◆ **STATED GOAL**: Reproduce the lines starting at the one containing "Each instance receives a single keypoint. Tag the moored" and ending with the final line, both included, copying each one without any change.

◆ **SOURCE RECORDS**:
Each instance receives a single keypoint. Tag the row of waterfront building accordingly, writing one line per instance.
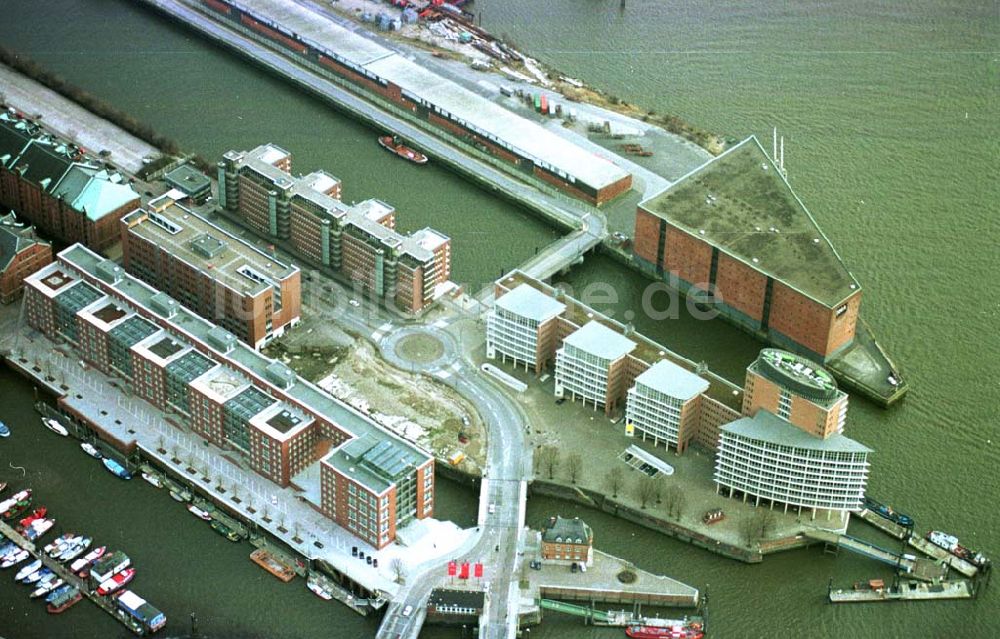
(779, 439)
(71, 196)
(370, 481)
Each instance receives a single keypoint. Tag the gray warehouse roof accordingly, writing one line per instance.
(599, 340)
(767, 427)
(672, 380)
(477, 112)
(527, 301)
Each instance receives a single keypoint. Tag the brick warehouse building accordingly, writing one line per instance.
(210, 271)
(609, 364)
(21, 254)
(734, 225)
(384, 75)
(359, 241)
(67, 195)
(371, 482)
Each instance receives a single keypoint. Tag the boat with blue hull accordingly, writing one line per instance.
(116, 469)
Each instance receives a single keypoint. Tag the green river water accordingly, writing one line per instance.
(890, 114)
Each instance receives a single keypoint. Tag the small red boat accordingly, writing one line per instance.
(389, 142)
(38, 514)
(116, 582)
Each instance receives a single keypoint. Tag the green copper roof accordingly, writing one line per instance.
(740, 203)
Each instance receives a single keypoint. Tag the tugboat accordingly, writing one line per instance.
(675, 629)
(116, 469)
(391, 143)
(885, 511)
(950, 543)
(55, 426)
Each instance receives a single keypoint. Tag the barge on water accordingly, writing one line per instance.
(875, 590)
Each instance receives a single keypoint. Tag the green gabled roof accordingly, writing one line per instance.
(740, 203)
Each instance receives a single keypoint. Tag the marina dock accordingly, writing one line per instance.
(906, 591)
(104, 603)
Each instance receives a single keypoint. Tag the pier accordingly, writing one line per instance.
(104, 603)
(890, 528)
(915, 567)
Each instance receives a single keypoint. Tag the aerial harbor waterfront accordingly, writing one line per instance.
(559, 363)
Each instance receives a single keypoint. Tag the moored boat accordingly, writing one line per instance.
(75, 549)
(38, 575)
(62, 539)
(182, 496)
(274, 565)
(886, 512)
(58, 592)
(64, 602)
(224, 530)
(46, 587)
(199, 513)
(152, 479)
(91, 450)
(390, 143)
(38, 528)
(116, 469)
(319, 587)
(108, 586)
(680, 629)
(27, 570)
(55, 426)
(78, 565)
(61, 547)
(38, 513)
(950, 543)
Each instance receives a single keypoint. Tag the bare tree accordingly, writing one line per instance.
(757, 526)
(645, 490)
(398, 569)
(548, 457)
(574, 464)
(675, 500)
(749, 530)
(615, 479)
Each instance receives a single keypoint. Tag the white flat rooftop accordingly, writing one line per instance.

◆ **ANSWER TO THE PROBLEM**:
Each instance receives a single keypoint. Tag the moored boat accordingly, writing one line per instance.
(75, 549)
(38, 575)
(62, 539)
(182, 496)
(274, 565)
(886, 512)
(58, 592)
(64, 602)
(224, 530)
(46, 587)
(199, 513)
(152, 479)
(91, 450)
(390, 143)
(38, 528)
(116, 469)
(319, 587)
(108, 586)
(680, 629)
(27, 570)
(55, 426)
(78, 565)
(61, 547)
(38, 513)
(950, 543)
Each instance receives a single keypoint. Tag the bare tree accordingly, writing one line per instance.
(757, 526)
(645, 490)
(398, 569)
(548, 457)
(574, 464)
(675, 500)
(749, 530)
(615, 479)
Each instance receives a single keypoint. Tag the white flat rooftop accordingly, writing one line per instance.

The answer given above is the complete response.